— WHAT IS EXPECTED —
Take the line with "Query: water reflection of building" as the first line and the last line of the data as the final one. Write out those lines exactly, and no others.

— SUPPLIED DATA —
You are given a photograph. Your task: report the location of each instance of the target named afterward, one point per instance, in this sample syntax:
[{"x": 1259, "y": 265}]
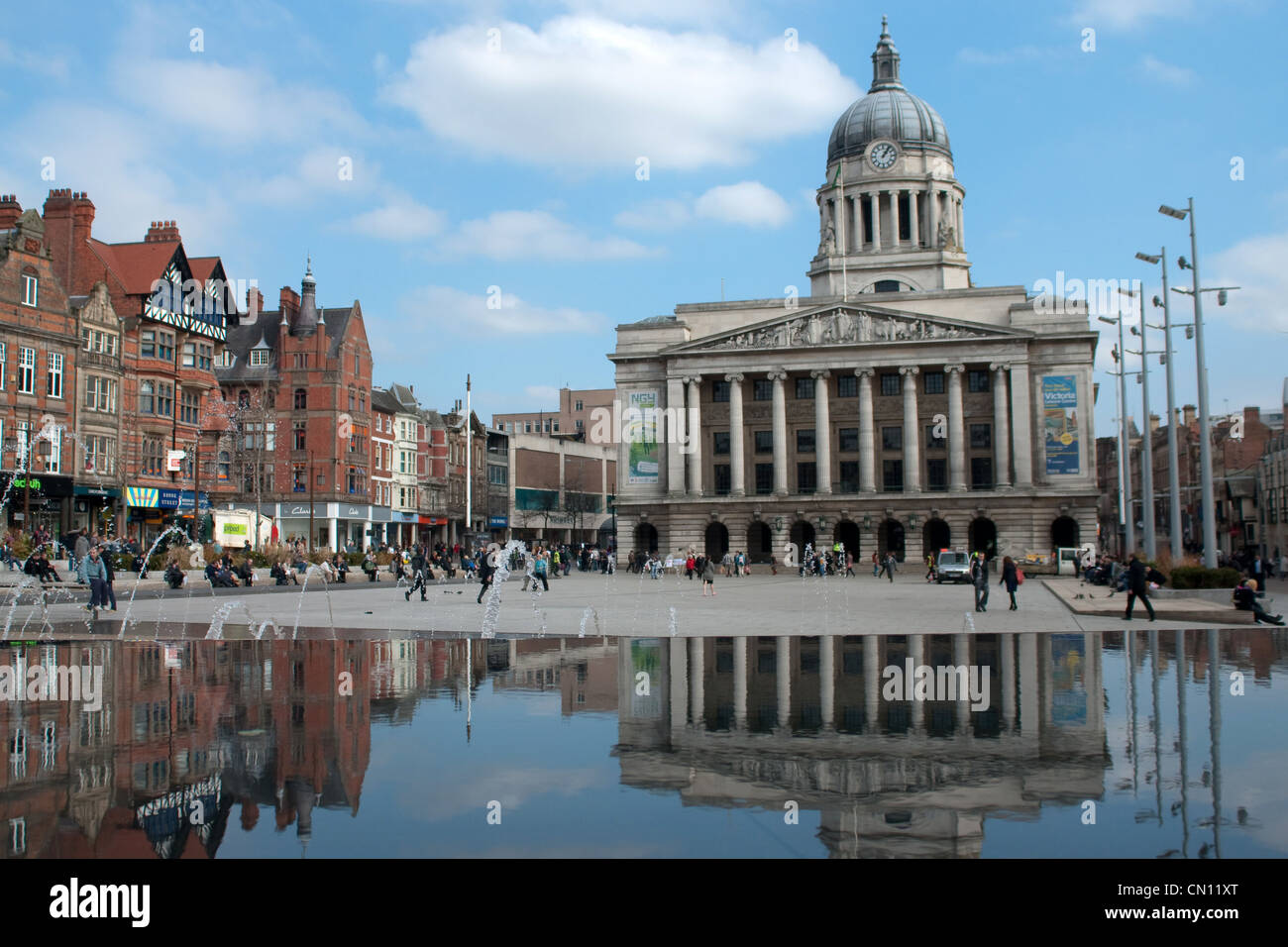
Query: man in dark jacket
[{"x": 1137, "y": 586}]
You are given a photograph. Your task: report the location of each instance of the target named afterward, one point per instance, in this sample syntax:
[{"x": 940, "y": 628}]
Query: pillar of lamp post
[
  {"x": 1173, "y": 475},
  {"x": 1125, "y": 444}
]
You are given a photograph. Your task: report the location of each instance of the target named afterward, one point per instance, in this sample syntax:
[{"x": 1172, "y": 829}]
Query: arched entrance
[
  {"x": 983, "y": 536},
  {"x": 759, "y": 541},
  {"x": 717, "y": 541},
  {"x": 935, "y": 535},
  {"x": 803, "y": 535},
  {"x": 645, "y": 538},
  {"x": 890, "y": 539},
  {"x": 1064, "y": 532},
  {"x": 848, "y": 535}
]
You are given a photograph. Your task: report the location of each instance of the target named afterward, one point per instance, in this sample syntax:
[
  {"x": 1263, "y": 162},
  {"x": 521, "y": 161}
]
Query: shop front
[
  {"x": 94, "y": 509},
  {"x": 46, "y": 496}
]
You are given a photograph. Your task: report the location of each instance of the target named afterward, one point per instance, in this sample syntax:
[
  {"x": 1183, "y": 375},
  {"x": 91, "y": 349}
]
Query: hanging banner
[
  {"x": 1060, "y": 423},
  {"x": 644, "y": 467}
]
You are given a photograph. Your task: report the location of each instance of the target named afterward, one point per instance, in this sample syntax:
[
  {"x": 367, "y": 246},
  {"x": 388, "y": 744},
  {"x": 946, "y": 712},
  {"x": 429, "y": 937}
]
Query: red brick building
[
  {"x": 39, "y": 343},
  {"x": 313, "y": 368},
  {"x": 174, "y": 328}
]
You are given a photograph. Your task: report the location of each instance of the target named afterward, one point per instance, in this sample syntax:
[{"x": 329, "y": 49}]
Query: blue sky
[{"x": 496, "y": 145}]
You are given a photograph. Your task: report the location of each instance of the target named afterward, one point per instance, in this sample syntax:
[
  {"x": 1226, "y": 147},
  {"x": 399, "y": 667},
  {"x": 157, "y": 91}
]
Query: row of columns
[
  {"x": 1009, "y": 399},
  {"x": 848, "y": 218},
  {"x": 1018, "y": 667}
]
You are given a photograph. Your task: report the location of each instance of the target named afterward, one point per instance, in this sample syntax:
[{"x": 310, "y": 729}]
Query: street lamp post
[{"x": 1125, "y": 442}]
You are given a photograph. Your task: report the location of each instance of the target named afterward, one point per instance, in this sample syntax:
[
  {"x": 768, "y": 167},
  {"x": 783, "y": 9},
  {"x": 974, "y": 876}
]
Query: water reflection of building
[{"x": 756, "y": 722}]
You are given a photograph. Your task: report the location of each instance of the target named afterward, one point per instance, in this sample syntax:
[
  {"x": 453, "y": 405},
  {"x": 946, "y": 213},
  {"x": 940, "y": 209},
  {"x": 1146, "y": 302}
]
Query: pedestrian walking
[
  {"x": 1010, "y": 579},
  {"x": 708, "y": 578},
  {"x": 1137, "y": 586},
  {"x": 979, "y": 573}
]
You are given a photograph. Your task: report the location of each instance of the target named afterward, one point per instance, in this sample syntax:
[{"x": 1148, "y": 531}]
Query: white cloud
[
  {"x": 447, "y": 309},
  {"x": 533, "y": 235},
  {"x": 1179, "y": 76},
  {"x": 581, "y": 91},
  {"x": 1126, "y": 14},
  {"x": 746, "y": 202},
  {"x": 399, "y": 219}
]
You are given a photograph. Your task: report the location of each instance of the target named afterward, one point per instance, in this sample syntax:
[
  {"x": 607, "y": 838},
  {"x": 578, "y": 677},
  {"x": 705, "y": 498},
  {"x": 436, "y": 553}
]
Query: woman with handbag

— TASK ANSWER —
Query: water reflection of building
[{"x": 756, "y": 722}]
You are given a photograph. Your task: report the location of each instance of the target named afterward, one point per instance, in this sample syntax:
[
  {"x": 453, "y": 405},
  {"x": 946, "y": 213},
  {"x": 940, "y": 209},
  {"x": 1146, "y": 302}
]
Query: pedestrian walking
[
  {"x": 1010, "y": 579},
  {"x": 708, "y": 578},
  {"x": 1137, "y": 586},
  {"x": 979, "y": 573}
]
You are given a photograph. Your task: report the location of each instance of the target named afterward, one point per instance, in this sample syntax:
[{"x": 1148, "y": 531}]
Query: white cloud
[
  {"x": 447, "y": 309},
  {"x": 533, "y": 235},
  {"x": 1179, "y": 76},
  {"x": 581, "y": 91},
  {"x": 1126, "y": 14},
  {"x": 746, "y": 202},
  {"x": 399, "y": 219}
]
You are given a photograph. Your task: report the location of each instance of the target named afterward, one point per instance, in this sample syntax:
[
  {"x": 607, "y": 838},
  {"x": 578, "y": 677},
  {"x": 705, "y": 498},
  {"x": 436, "y": 553}
]
Query: woman with handbag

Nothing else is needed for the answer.